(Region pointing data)
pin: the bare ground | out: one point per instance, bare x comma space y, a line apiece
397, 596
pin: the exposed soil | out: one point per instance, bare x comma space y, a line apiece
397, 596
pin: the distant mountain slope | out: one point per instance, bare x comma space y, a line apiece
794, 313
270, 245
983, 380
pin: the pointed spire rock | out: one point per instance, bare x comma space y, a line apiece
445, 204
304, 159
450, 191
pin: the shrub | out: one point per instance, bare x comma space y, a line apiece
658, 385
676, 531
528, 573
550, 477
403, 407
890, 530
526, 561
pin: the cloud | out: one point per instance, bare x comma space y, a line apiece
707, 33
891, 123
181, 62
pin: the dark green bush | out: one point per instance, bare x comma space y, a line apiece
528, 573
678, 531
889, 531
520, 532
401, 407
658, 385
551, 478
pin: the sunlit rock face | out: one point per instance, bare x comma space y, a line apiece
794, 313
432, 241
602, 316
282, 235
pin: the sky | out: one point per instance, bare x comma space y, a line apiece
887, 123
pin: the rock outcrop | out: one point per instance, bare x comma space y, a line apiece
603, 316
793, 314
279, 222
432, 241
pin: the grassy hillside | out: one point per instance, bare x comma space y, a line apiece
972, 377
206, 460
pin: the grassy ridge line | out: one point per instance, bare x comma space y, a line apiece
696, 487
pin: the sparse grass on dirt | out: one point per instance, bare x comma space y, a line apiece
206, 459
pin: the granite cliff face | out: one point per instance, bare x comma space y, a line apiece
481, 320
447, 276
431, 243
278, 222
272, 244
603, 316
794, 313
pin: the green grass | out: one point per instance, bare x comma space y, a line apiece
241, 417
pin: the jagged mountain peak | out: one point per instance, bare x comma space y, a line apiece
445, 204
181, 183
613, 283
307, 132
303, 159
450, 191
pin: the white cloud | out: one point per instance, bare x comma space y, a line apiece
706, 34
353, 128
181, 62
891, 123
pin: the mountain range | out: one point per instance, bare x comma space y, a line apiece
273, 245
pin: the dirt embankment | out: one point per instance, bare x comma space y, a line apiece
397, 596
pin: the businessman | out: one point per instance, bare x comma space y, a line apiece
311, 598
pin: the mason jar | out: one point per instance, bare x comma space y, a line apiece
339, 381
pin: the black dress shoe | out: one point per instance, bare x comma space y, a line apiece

What the task asks: Nothing in the records may change. Print all of them.

Response box:
pin: the bare ground | out: one point per instance, bare x comma space y, a line apiece
397, 596
pin: the exposed soil | out: one point per instance, bare x comma space y, a line apiece
397, 596
pin: the distant mountain slope | out: one point per instance, bare x comma space y, a line apiece
794, 313
270, 245
983, 380
pin: the pointed spire rock | out: one point per instance, bare x comma space y, a line apiece
445, 204
304, 159
450, 191
pin: the shrub | out: one point per instance, bare x comma space y, a line apiece
658, 385
676, 531
528, 573
550, 477
403, 407
890, 530
526, 561
pin: the cloud | out: one point per instance, bare x comma space y, a line apiece
707, 33
891, 123
181, 62
pin: the dark green bush | out: one point per instance, bare x comma space y, a line apiece
528, 573
678, 531
889, 531
520, 532
401, 407
658, 385
551, 478
pin: the sunlit rock face | out: one point per instance, bare x comma space y, a line apiece
794, 313
432, 241
602, 316
282, 235
pin: the sky | out: one point per instance, bare x comma space y, a line apiece
887, 123
pin: the rock outcrop | out: one point per instance, bare x comma space y, a line apiece
603, 316
793, 314
279, 222
432, 241
pin: the grassy hillside | out: one point per instance, bare x comma space y, a line apiece
972, 377
206, 460
pin: the grassy ridge line | out: one point per instance, bare x comma space y, a line apiece
696, 487
pin: the sparse grass on dirt | out: one point per instance, bare x comma space y, a line apiece
206, 459
pin: the granite cliff face | out: one point per instance, bare x comma space y, a line apiece
481, 320
447, 276
431, 243
278, 222
272, 244
603, 316
794, 313
pin: the green grass | out: one point per instance, bare x comma space y, a line apiece
241, 417
pin: the jagged mountain peak | out: one point per instance, bare x comma space y, a line apiece
445, 204
181, 183
613, 283
307, 132
303, 159
450, 191
pin: the white cloud | out: one point per instance, bare x comma space y, a line apiece
706, 34
353, 128
181, 62
891, 123
pin: the mountain range | out: one point per instance, bare x comma space y, a line apiece
273, 245
pin: the dirt embankment | out: one point per instance, bare x comma space y, a line apiece
397, 596
pin: the businessman | out: one point per instance, bare x comma space y, a line apiece
311, 598
pin: the mason jar | out: one point per instance, bare x comma space y, a line apiece
339, 381
pin: the black dress shoe | out: one point per instance, bare x comma space y, a line apiece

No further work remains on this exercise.